What you need to do: In the listing below, find the line containing "Target: large digital billboard". Write out that line and every line after it to the end, exactly and only those.

Records of labeled points:
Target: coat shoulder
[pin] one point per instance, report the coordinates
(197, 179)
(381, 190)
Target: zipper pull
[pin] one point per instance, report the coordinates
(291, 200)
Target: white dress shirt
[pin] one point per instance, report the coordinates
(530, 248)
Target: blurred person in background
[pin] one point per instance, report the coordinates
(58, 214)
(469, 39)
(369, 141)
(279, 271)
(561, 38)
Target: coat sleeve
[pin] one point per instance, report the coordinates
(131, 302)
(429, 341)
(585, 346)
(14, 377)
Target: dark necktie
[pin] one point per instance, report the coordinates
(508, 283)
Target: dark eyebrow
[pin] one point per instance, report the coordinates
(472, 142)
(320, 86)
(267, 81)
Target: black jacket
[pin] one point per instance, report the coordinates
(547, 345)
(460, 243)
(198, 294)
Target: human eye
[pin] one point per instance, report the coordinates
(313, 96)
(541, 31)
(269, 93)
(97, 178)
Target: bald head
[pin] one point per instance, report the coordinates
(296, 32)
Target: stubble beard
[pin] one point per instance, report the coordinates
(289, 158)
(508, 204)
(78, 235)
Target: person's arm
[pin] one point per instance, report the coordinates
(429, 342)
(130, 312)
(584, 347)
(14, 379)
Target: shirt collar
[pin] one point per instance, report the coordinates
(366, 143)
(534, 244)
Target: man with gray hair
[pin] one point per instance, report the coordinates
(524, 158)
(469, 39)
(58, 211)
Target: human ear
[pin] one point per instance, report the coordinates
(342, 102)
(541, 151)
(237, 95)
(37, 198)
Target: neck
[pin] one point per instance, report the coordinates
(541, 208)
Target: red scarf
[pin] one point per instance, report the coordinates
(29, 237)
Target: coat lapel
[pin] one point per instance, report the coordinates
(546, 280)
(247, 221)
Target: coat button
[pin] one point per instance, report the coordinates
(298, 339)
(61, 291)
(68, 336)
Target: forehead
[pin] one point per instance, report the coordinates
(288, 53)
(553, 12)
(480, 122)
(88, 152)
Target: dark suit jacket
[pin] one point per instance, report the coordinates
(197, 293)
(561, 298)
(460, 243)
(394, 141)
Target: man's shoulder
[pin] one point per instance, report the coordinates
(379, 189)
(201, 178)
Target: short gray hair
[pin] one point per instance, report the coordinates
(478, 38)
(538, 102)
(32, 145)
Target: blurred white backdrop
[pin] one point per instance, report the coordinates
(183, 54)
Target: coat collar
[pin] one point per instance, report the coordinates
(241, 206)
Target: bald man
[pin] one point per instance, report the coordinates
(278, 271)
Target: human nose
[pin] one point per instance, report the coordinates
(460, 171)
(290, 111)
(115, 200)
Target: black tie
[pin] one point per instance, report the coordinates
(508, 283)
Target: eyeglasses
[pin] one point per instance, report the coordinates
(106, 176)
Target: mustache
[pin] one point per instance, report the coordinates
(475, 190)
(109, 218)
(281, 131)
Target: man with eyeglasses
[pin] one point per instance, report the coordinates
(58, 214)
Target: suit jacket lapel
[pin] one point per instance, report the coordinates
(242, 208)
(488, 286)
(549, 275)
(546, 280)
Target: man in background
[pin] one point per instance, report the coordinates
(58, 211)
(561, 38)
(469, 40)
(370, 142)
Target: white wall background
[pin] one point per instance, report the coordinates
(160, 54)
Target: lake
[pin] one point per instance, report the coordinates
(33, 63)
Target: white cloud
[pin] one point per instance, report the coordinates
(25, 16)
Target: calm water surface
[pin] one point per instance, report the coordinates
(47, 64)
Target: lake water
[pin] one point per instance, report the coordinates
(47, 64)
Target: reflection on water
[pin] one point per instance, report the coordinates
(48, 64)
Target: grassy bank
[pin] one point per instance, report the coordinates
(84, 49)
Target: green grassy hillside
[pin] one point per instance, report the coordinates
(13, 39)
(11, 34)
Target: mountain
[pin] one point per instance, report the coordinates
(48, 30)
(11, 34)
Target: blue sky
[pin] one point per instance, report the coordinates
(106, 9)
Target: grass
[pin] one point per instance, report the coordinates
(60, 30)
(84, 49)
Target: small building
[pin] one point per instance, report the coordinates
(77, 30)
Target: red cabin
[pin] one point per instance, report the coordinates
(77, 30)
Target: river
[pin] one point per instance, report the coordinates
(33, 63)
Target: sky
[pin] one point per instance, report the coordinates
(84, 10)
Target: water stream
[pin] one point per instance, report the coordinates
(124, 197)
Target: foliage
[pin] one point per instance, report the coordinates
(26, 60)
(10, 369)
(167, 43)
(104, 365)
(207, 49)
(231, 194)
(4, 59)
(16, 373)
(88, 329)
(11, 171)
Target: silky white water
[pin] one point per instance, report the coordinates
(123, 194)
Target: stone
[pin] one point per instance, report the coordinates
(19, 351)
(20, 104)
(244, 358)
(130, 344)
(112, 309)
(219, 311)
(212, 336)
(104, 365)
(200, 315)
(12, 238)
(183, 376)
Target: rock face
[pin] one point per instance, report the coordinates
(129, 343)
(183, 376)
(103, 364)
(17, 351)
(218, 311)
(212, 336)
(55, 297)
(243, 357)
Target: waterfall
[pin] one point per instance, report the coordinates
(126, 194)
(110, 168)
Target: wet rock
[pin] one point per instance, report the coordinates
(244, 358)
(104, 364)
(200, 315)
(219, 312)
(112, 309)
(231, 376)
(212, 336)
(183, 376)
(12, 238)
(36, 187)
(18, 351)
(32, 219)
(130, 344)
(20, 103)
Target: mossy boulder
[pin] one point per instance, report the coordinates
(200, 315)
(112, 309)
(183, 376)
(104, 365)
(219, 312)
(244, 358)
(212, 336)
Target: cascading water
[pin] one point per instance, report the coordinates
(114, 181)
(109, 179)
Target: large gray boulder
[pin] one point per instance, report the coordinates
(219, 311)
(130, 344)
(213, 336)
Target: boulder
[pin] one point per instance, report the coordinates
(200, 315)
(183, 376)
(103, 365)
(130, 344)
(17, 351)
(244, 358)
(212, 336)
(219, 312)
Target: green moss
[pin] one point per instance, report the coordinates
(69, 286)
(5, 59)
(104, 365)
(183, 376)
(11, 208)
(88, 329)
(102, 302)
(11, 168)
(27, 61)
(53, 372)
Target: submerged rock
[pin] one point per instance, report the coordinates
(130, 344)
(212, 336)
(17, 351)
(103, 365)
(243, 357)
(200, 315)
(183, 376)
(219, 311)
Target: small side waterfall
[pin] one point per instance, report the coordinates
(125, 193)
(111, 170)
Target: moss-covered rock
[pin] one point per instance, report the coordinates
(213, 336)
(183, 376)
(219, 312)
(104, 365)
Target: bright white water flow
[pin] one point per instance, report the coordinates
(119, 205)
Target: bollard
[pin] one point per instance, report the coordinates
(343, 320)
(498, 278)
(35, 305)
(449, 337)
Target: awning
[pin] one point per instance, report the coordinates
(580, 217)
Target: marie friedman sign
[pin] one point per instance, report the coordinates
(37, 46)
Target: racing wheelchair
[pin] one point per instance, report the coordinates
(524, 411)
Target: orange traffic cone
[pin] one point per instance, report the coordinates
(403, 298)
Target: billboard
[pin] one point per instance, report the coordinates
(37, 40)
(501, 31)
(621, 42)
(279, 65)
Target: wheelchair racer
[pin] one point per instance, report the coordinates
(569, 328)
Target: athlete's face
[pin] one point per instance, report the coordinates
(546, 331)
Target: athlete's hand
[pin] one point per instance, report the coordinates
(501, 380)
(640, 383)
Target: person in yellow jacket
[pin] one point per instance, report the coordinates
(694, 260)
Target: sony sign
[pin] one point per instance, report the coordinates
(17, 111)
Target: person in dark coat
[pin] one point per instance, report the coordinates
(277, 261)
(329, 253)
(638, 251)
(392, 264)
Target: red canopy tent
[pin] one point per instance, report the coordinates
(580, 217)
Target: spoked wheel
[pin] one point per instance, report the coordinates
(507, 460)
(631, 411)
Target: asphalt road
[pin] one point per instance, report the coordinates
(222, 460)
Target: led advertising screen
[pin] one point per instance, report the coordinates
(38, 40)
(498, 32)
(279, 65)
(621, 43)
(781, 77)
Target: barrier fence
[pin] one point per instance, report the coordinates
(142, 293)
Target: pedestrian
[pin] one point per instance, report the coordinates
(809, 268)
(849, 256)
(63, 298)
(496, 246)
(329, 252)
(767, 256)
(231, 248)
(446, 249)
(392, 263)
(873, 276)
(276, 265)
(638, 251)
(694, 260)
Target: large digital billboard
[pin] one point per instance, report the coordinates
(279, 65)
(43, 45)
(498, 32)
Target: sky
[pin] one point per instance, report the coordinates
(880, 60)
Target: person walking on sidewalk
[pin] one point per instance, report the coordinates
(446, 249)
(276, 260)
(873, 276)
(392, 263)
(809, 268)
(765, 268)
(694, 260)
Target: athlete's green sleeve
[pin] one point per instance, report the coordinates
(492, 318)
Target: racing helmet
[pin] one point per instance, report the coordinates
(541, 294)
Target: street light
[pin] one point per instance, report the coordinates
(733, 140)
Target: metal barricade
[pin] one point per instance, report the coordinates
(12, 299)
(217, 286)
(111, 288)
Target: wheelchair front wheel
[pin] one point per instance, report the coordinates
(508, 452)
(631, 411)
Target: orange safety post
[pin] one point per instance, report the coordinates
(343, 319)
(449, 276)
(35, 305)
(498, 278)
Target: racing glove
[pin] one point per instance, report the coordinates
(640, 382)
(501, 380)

Task response:
Target: large digital billboard
[pin] one point per instance, report the coordinates
(279, 65)
(43, 45)
(498, 32)
Target: sky
[pin] one point per instance, report the coordinates
(880, 60)
Target: person walking on sidewalk
[pin] one point per instance, report the coordinates
(446, 249)
(276, 260)
(873, 276)
(392, 263)
(809, 268)
(765, 268)
(694, 260)
Target: athlete's green sleeve
[pin] one point per instance, report the coordinates
(492, 318)
Target: racing helmet
[pin] one point per instance, report the coordinates
(541, 294)
Target: street light
[pin] one point per instance, report the coordinates
(733, 140)
Target: metal barricade
[pin] one point per instance, report the coordinates
(12, 299)
(217, 286)
(111, 288)
Target: wheelchair front wheel
[pin] one point per instance, report the coordinates
(508, 452)
(631, 411)
Target: orange safety post
[pin] one point per instance, report the coordinates
(343, 319)
(449, 276)
(35, 305)
(498, 278)
Target: racing glove
[pin] one point per instance, report the coordinates
(640, 382)
(501, 380)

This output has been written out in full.